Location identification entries
**********

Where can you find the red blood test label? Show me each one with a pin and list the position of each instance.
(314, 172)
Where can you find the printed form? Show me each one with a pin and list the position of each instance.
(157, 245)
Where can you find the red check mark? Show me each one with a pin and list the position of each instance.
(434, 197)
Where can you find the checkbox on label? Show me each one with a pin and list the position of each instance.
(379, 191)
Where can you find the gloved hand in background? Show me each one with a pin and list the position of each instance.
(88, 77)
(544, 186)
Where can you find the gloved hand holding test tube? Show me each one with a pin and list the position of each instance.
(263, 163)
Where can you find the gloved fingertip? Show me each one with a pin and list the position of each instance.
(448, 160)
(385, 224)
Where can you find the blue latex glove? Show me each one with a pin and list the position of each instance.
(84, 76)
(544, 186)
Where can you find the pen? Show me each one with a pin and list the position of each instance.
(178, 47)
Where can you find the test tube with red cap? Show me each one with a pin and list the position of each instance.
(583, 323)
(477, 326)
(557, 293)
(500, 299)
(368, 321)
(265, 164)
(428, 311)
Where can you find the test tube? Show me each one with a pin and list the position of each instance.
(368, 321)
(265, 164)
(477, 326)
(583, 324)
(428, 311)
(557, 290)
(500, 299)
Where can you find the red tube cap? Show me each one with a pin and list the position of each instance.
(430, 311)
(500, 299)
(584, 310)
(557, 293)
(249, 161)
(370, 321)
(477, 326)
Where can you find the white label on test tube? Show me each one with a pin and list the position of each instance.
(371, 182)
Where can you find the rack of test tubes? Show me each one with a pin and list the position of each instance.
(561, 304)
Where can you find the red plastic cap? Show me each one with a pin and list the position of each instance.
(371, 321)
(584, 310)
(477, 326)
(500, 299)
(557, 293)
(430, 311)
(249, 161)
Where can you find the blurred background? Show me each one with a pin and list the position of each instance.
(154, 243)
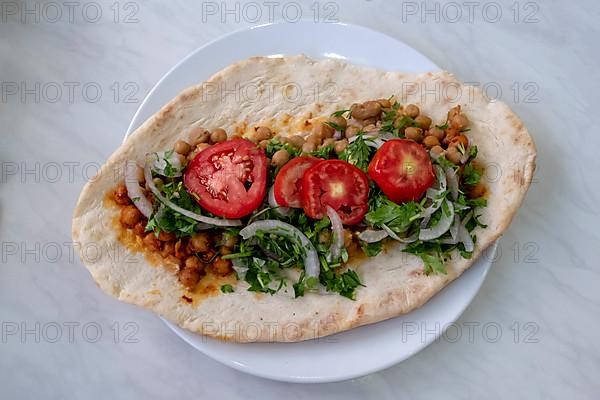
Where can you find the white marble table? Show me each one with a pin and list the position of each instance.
(542, 293)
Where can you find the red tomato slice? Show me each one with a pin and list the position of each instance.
(402, 169)
(228, 179)
(338, 184)
(288, 182)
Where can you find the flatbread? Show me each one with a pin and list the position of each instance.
(285, 93)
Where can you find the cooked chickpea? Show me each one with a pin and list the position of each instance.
(221, 267)
(453, 155)
(130, 216)
(413, 133)
(323, 130)
(182, 147)
(307, 147)
(219, 135)
(340, 146)
(339, 121)
(477, 190)
(352, 130)
(200, 242)
(436, 132)
(460, 122)
(166, 236)
(121, 197)
(385, 103)
(438, 150)
(198, 135)
(423, 121)
(263, 133)
(280, 158)
(189, 277)
(366, 110)
(431, 141)
(296, 141)
(459, 140)
(412, 111)
(151, 241)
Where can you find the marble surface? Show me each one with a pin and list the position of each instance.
(542, 293)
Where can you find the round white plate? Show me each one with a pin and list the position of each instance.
(362, 350)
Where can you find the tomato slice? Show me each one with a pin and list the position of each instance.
(402, 169)
(228, 179)
(338, 184)
(288, 182)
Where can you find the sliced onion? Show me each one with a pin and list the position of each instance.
(312, 266)
(441, 227)
(335, 250)
(452, 182)
(283, 211)
(160, 159)
(187, 213)
(134, 190)
(370, 236)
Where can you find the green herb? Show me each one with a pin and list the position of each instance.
(357, 153)
(227, 288)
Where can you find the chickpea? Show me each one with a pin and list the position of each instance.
(340, 146)
(413, 133)
(385, 103)
(459, 121)
(168, 249)
(453, 112)
(151, 241)
(323, 131)
(439, 150)
(339, 121)
(219, 135)
(328, 142)
(221, 267)
(412, 111)
(200, 242)
(295, 141)
(431, 141)
(263, 133)
(198, 135)
(130, 216)
(423, 121)
(140, 228)
(477, 191)
(458, 140)
(166, 236)
(453, 155)
(121, 197)
(436, 132)
(450, 134)
(351, 131)
(280, 158)
(182, 147)
(366, 110)
(307, 147)
(189, 277)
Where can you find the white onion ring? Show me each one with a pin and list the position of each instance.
(370, 236)
(134, 190)
(187, 213)
(337, 227)
(312, 266)
(283, 211)
(452, 182)
(441, 227)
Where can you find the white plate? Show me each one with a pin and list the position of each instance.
(366, 349)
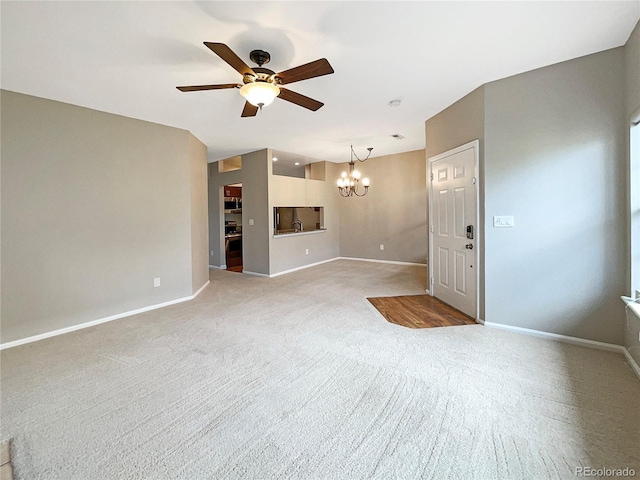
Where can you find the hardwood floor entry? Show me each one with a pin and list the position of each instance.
(419, 311)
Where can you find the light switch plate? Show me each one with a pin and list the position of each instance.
(503, 221)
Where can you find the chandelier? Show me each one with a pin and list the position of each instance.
(348, 184)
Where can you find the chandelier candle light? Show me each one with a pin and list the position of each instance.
(348, 184)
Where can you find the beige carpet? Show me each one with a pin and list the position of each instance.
(299, 377)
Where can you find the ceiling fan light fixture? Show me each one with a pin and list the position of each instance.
(259, 94)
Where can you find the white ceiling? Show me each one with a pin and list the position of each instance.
(128, 57)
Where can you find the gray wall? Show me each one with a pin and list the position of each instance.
(554, 159)
(392, 213)
(632, 64)
(199, 214)
(458, 124)
(94, 206)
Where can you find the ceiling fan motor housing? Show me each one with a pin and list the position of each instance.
(260, 57)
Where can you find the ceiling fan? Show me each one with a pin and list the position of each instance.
(262, 85)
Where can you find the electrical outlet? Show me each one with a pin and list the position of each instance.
(502, 221)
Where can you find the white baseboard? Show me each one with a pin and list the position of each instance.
(254, 274)
(391, 262)
(611, 347)
(284, 272)
(92, 323)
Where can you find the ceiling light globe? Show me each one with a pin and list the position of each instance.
(259, 94)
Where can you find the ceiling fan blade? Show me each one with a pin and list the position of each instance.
(303, 72)
(195, 88)
(249, 110)
(231, 58)
(299, 99)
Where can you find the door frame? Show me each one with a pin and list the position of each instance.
(474, 144)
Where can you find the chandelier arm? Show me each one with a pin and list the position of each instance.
(354, 154)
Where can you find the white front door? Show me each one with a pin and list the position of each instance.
(454, 227)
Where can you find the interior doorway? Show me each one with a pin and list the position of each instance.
(454, 227)
(233, 227)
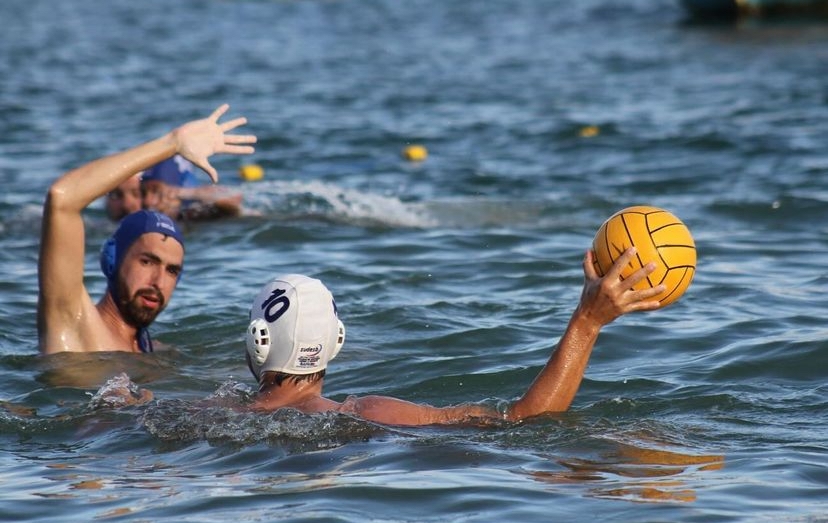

**********

Stated task
Rewrite all the records with "list the position of each instance" replaced by "give the coordinates of every instance" and everything else unchanged. Leave the pictures out of your answer.

The answer
Where can you find the red blood test label? Show me each one with a pin and give the coordinates of every instance.
(314, 172)
Where can you find the printed form? Show me each one with a pin and give the coordinates of every instance.
(157, 245)
Where can you find the red check mark? Show me each one with a pin and give the coordinates of every instance.
(434, 197)
Where can you find the checkbox on label? Show me each one with a pin and give the coordinates of every instance.
(379, 191)
Where can you find the gloved hand in background? Show me each one with a pin and give the coordinates of every instance.
(88, 77)
(544, 186)
Where can you find the gloved hand holding test tube? Show me each one with a pin and give the coordinates of every instance.
(263, 163)
Where can you find the gloved fingertip? Show me each one with a pin and give the coordinates of every instance.
(448, 160)
(385, 224)
Where can you find the blue latex glove? Show me each one with a pin and give the coordinates of every instance.
(84, 76)
(544, 186)
Where can you find the pen? Show me each one with a pin and give the coordinates of every instance.
(178, 47)
Where can you find the test tube with red cap? Show me each one with a pin and give the coordinates of every instance.
(583, 323)
(477, 326)
(557, 293)
(500, 299)
(368, 321)
(265, 164)
(428, 311)
Where can you find the test tube? Show me each one with a pin and give the coordinates of every instance.
(368, 321)
(265, 164)
(477, 326)
(583, 324)
(428, 311)
(557, 290)
(500, 299)
Where can you find the red tube cap? Show me each one with a pin and give the coordinates of every instance.
(430, 311)
(500, 299)
(584, 310)
(557, 293)
(249, 161)
(370, 321)
(477, 326)
Where can you find the white label on test tube? Show me each one with a pin and give the coordinates of every instance.
(371, 182)
Where can you find the rack of test tubes? Show me each one with a pin and give the coordinates of every instance.
(561, 304)
Where can you find the red plastic cap? Show me each one with a pin and give the coordinates of every instance.
(371, 321)
(584, 310)
(477, 326)
(500, 299)
(557, 293)
(430, 311)
(249, 161)
Where can you find the blurred background? Show me each one with a pin and give the coordinates of every instance.
(154, 243)
Where can you find the white marble table? Show me each one with a pin and give the coordinates of every instance.
(542, 293)
Where can you find the red tomato slice? Show me each one with a pin and give the coordinates of every instance.
(402, 169)
(228, 179)
(338, 184)
(288, 182)
Where can you find the flatbread? Show me each one with a pin and give the coordinates of every instance.
(285, 93)
Where can you find the cooked chickpea? Show me each one with a pin and give the coordinates of every instance.
(221, 267)
(453, 155)
(130, 216)
(413, 133)
(323, 130)
(182, 147)
(307, 147)
(219, 135)
(340, 146)
(339, 121)
(477, 190)
(352, 130)
(200, 242)
(436, 132)
(460, 122)
(166, 236)
(121, 197)
(385, 103)
(438, 150)
(198, 135)
(423, 121)
(263, 133)
(280, 158)
(189, 277)
(366, 110)
(431, 141)
(296, 141)
(459, 140)
(412, 111)
(151, 241)
Where can you find the marble surface? Show me each one with a pin and give the coordinates of every instance.
(542, 293)
Where can you find the round white plate? Show me each one with a pin and give the coordinates of every instance.
(362, 350)
Where can you find the tomato slice? Show me each one with a pin and give the coordinates of every instance.
(402, 169)
(228, 179)
(338, 184)
(288, 182)
Where can you find the sliced onion? Show me each one with a pin and give the coordinates of every instance.
(312, 266)
(441, 227)
(335, 250)
(452, 182)
(283, 211)
(160, 159)
(187, 213)
(134, 190)
(370, 236)
Where can you find the green herb? Show me each one with a pin and give the coordinates of every instance.
(357, 153)
(227, 288)
Where can you find the chickpea? Show me each one with a pin and give the coordinates of every instance.
(340, 146)
(413, 133)
(385, 103)
(459, 121)
(168, 249)
(453, 112)
(151, 241)
(323, 131)
(439, 150)
(339, 121)
(219, 135)
(328, 142)
(221, 267)
(412, 111)
(200, 242)
(295, 141)
(431, 141)
(263, 133)
(198, 135)
(130, 216)
(423, 121)
(140, 228)
(477, 191)
(458, 140)
(166, 236)
(453, 155)
(121, 197)
(436, 132)
(450, 134)
(351, 131)
(280, 158)
(182, 147)
(366, 110)
(307, 147)
(189, 277)
Where can you find the white onion ring? Show me each one with a pin and give the coordinates of every instance.
(370, 236)
(134, 190)
(187, 213)
(337, 227)
(312, 266)
(283, 211)
(452, 182)
(441, 227)
Where can you find the white plate? Show me each one with a pin and give the coordinates of every instance.
(366, 349)
Where can you find the hardwood floor entry? Show me each one with a pin and give the coordinates of every instance.
(419, 311)
Where can you find the light switch plate? Show me each one with a pin and give the coordinates of every instance.
(503, 221)
Where can you find the chandelier? Show me each one with a pin and give the coordinates of every instance.
(348, 184)
Where can you find the chandelier candle light? Show me each one with a pin and give the coordinates of every instance.
(348, 184)
Where can you find the beige carpet? Show me each one with a pin and give the coordinates of every instance.
(299, 377)
Where can you find the ceiling fan light fixture? Show me each one with a pin and give the coordinates of every instance.
(259, 94)
Where can you find the white ceiling? Show me each one with a pin and give the coordinates of every instance.
(128, 57)
Where can you find the gray wall? Show me each one with a pin and give the coordinates of every instance.
(554, 159)
(392, 213)
(632, 64)
(199, 214)
(458, 124)
(94, 206)
Where can you find the ceiling fan motor housing? Show me each one with a pin and give the coordinates of every instance.
(260, 57)
Where can you find the ceiling fan? Show me each one with a pin and give the coordinates of every instance.
(262, 85)
Where can you find the electrical outlet? Show me each one with a pin and give the coordinates of every instance.
(502, 221)
Where can you find the white baseboard? Show me each one with a pin and give the coordinates of every instance.
(254, 274)
(391, 262)
(611, 347)
(284, 272)
(92, 323)
Where can you find the ceiling light globe? Show me each one with a pin and give the coordinates of every instance.
(259, 94)
Where can you find the ceiling fan blade? Show me each one with a pin and give the coordinates of every instance.
(303, 72)
(195, 88)
(249, 110)
(231, 58)
(299, 99)
Where can you find the door frame? Show me each one with a pin and give the coordinates of every instance.
(474, 144)
Where can you find the chandelier arm? Show me each one with a pin and give the coordinates of every instance.
(354, 154)
Where can you find the white front door? Show me each one with a pin and give the coordinates of every instance.
(454, 227)
Where can you find the interior doorway? Show me each one with a pin and give the coordinates of every instance.
(454, 227)
(233, 227)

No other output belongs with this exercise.